▶ [PASSAGE FOR REVIEW]:
Dropping Dependents Could Depend on Audit

By Rita Pyrillis

Sep. 29, 2014

Employers are finding many ways to trim health care costs — from asking employees to pay more for their coverage to penalizing those who bypass company wellness programs to imposing surcharges for covering spouses.

But one cost-saving strategy is growing in popularity: conducting audits to ensure that every dependent is eligible for health care benefits.

So far, about 22 percent of employers have implemented eligibility audits in 2014 and another 14 percent plan to add them later this year, compared with 5.6 percent in 2013, according to a recent study of Houston employers by benefits consulting firm Arthur J. Gallagher & Co. and HR Houston, a professional association.

During an audit, employees with spouses and dependents are asked to submit documentation, such as marriage and birth certificates, to verify eligibility.

Mark Rosenberg, a consultant with Gallagher, attributes the big upswing in this practice in part to the Affordable Care Act and its requirement that employers cover dependent children up to age 26. He said that he expects more employers, not just in Houston but nationwide, to conduct these audits over the next several years.

▶ [REQUIREMENT]:
Copy the portion of the article on dependent eligibility audits between "So far, about" and "next several years.", inclusive, substituting "paperwork" for "documentation".

▶ [ENTRIES PROVIDED]:
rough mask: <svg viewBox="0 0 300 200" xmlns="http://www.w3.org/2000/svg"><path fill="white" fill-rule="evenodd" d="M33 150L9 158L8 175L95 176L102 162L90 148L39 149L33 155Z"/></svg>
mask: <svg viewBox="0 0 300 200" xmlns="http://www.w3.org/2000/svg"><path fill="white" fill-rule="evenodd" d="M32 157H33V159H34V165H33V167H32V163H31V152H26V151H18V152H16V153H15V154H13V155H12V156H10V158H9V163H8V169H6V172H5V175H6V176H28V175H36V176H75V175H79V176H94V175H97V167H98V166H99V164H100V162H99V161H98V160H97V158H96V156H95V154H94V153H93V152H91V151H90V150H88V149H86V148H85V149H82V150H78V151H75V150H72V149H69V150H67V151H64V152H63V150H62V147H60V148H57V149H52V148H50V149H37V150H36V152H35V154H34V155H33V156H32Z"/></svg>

--

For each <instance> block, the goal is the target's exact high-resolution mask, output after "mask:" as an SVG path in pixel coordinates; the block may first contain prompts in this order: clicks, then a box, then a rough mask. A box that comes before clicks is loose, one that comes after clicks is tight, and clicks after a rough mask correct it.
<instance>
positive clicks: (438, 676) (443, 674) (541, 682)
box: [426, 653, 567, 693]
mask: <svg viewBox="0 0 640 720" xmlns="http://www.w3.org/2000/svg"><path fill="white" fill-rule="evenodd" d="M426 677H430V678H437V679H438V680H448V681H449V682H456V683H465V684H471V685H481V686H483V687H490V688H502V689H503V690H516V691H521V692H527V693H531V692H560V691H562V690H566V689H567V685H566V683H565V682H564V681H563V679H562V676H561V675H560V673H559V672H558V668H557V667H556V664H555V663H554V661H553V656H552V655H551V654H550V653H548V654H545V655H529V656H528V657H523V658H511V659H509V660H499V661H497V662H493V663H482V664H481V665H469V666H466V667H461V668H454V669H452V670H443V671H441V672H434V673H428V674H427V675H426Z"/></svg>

==

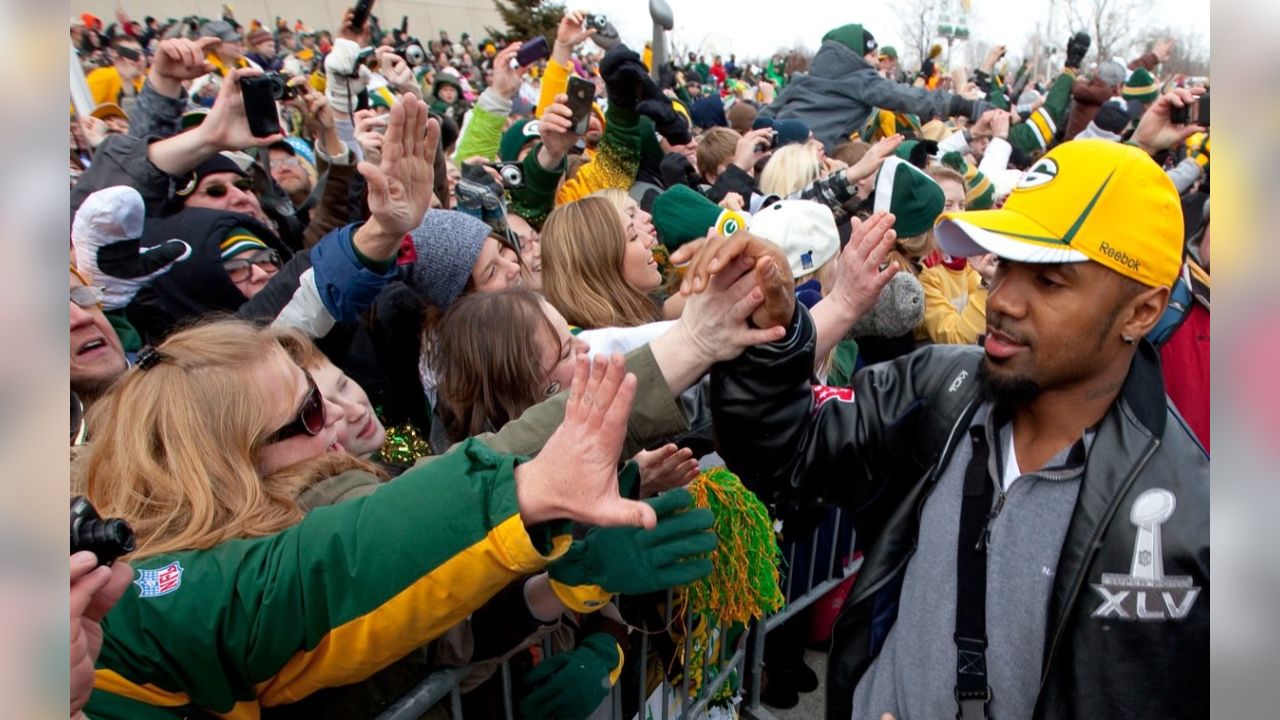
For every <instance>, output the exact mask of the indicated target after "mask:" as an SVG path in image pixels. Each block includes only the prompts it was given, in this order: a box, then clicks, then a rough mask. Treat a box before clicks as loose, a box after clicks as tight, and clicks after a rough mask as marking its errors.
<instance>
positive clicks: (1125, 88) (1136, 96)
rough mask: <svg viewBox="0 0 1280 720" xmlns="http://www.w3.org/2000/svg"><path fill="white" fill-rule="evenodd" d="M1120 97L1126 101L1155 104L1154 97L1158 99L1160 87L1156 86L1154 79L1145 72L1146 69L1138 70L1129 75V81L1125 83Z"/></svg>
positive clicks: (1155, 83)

▶ [RESULT OF THIS TASK]:
So far, about 22 percent of employers have implemented eligibility audits in 2014 and another 14 percent plan to add them later this year, compared with 5.6 percent in 2013, according to a recent study of Houston employers by benefits consulting firm Arthur J. Gallagher & Co. and HR Houston, a professional association.

During an audit, employees with spouses and dependents are asked to submit paperwork, such as marriage and birth certificates, to verify eligibility.

Mark Rosenberg, a consultant with Gallagher, attributes the big upswing in this practice in part to the Affordable Care Act and its requirement that employers cover dependent children up to age 26. He said that he expects more employers, not just in Houston but nationwide, to conduct these audits over the next several years.